• **EXCERPTED TEXT**:
++++++++++

Collapsing the COG Pairs from strain to species and genus levels

There appears to be a disproportional bias in the strains. For example, there are 55 strains of E.coli and this may be biasing the FGOC and dFGOC score. In doing this all COGPair pairs that are repeated within a genome (paralogous) are represented as one count of COGPair occurrence.

Dictionaries (pklFiles) made

1. Species:[(COG-A,COG-B),(COG-B,COG-C),...] --> sp_cogPair.dict.pkl
2. Genus: [(COG-A,COG-B),(COG-B,COG-C),....] --> genus_cogPair.dict.pkl
3. Species: [COG-A,COG-B,...] --> sp_cogList.dict.pkl
4. Genus : [COG-A,COG-B,...] --> genus_cogList.dict.pkl
5. At Species: COGPair : [COG-A,COG-B,COUNT,dFGOC,FGOC,COUNT(COG-A),COUNT(COG-B)] --> cogPair_fgocInfo.spp.dict.pkl
6. At Genus: COGPair : [COG-A,COG-B,COUNT,dFGOC,FGOC,COUNT(COG-A),COUNT(COG-B)] --> cogPair_fgocInfo.genus.dict.pkl
7. COG : [sp1,sp2,...] --> cog_spList.dict.pkl
8. COG : [genus1,genus2,...] --> cog_genusList.dict.pkl

In [5]:
from __future__ import division
import pickle
import os
import time
import collections

def loadPkl(fname):
    pklDir = '/home/jaggu/research/projectFiles/operons/pklFiles'
    f = os.path.join(pklDir,fname)

++++++++++

Answer these questions from the notes on collapsing COG pairs:
(a) How many strains of E. coli do the notes mention?
(b) Which file stores the species-level dictionary that maps each species to a list of COGs?
(c) What directory does the loadPkl function assign to pklDir?

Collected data

++++++++++

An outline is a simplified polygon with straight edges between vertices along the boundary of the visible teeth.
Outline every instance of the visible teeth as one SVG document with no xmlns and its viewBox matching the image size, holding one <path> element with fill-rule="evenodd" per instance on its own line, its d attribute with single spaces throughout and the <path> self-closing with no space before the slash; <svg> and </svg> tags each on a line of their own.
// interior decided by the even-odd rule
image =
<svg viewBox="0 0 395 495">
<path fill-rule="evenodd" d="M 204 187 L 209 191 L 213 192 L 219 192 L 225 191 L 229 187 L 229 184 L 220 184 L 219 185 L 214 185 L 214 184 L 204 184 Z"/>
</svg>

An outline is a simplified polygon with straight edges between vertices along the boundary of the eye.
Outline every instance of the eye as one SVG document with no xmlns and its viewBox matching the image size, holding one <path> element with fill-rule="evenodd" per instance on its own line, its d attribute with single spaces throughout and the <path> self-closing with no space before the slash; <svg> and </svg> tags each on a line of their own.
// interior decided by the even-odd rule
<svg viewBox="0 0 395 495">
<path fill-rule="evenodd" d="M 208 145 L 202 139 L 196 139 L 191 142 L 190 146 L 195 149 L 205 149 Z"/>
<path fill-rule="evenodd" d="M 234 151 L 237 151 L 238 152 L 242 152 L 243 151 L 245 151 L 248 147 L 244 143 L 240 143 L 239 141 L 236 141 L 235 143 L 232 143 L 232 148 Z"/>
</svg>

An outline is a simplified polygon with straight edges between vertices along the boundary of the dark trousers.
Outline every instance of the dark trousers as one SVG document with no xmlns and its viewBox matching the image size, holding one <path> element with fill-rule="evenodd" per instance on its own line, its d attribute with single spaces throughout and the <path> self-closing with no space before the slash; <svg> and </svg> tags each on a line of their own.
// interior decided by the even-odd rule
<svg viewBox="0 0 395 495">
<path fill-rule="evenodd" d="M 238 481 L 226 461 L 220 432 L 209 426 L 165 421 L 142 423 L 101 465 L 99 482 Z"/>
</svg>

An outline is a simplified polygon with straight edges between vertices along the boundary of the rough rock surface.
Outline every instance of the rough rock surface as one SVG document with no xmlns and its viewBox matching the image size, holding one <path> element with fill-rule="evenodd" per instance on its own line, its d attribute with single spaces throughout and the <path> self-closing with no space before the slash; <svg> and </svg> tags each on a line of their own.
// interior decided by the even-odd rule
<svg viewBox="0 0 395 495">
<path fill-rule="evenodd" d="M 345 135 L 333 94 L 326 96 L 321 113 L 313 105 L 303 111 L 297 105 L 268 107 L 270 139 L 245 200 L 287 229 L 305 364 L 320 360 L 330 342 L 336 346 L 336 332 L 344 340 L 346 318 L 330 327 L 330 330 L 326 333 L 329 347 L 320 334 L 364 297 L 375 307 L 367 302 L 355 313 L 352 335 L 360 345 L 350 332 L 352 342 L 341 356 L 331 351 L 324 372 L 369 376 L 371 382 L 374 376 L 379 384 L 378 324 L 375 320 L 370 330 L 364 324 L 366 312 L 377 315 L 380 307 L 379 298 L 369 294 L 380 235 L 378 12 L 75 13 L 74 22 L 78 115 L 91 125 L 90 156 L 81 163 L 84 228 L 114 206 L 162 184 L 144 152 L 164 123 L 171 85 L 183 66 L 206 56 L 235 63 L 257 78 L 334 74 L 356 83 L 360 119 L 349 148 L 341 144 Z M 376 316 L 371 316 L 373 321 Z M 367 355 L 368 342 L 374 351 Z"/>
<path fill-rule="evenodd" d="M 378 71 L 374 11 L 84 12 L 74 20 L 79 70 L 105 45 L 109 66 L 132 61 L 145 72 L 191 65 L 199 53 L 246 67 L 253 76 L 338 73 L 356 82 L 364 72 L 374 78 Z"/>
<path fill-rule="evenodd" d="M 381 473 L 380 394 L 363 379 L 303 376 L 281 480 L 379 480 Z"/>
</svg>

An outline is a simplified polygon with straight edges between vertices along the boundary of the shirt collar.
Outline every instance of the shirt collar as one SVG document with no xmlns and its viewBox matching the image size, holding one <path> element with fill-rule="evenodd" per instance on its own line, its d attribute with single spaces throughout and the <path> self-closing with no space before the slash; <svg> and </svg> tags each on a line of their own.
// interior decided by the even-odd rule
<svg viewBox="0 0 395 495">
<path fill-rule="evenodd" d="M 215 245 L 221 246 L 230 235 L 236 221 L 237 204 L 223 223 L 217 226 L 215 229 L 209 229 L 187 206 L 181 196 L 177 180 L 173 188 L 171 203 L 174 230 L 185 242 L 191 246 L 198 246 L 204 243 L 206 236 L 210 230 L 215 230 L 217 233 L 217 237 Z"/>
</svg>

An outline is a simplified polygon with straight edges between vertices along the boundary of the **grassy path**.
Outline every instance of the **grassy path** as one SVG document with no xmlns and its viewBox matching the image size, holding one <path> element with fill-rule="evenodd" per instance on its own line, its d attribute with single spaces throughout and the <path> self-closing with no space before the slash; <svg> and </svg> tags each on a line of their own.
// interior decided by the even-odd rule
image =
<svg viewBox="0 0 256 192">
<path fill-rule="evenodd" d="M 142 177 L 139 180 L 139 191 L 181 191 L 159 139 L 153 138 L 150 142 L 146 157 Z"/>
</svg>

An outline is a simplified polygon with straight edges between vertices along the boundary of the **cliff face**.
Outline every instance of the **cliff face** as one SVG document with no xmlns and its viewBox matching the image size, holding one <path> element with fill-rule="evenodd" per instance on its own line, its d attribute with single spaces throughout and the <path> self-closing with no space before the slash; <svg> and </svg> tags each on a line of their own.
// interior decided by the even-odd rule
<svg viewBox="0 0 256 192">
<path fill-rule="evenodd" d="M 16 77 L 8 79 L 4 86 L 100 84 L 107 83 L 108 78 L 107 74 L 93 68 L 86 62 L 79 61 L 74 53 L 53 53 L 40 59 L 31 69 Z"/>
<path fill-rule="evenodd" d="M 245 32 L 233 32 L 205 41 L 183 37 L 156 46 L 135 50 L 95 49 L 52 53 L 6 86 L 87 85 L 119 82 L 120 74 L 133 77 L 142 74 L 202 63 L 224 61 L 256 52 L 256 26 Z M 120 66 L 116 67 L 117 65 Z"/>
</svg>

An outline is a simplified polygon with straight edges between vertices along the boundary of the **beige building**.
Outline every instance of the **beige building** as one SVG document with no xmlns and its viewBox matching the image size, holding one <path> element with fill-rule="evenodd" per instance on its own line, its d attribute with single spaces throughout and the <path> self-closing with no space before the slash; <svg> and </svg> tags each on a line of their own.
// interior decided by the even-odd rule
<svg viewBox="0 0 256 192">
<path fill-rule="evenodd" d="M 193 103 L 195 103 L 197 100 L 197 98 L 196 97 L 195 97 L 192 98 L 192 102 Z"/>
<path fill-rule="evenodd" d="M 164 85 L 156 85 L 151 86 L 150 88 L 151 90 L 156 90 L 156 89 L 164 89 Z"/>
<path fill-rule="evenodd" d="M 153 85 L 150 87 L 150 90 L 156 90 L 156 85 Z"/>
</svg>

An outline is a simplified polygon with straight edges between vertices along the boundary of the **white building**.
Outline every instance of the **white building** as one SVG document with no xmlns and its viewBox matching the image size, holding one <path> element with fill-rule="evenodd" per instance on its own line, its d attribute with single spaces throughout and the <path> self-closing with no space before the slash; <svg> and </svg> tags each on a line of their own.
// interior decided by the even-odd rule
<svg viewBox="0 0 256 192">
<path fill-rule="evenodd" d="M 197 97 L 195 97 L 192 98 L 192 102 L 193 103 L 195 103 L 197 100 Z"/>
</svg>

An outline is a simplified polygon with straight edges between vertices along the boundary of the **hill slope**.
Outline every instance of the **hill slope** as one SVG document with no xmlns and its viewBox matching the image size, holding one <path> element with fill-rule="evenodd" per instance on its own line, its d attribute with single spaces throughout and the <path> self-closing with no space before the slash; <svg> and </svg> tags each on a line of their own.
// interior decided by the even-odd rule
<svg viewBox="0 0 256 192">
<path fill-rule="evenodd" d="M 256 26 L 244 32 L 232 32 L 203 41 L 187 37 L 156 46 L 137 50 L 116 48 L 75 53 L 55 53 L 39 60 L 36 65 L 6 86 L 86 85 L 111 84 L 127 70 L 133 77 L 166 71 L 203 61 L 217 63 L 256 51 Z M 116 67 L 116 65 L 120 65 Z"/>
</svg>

++++++++++

• **SOLUTION TO THE PROBLEM**:
(a) 55
(b) sp_cogList.dict.pkl
(c) /home/jaggu/research/projectFiles/operons/pklFiles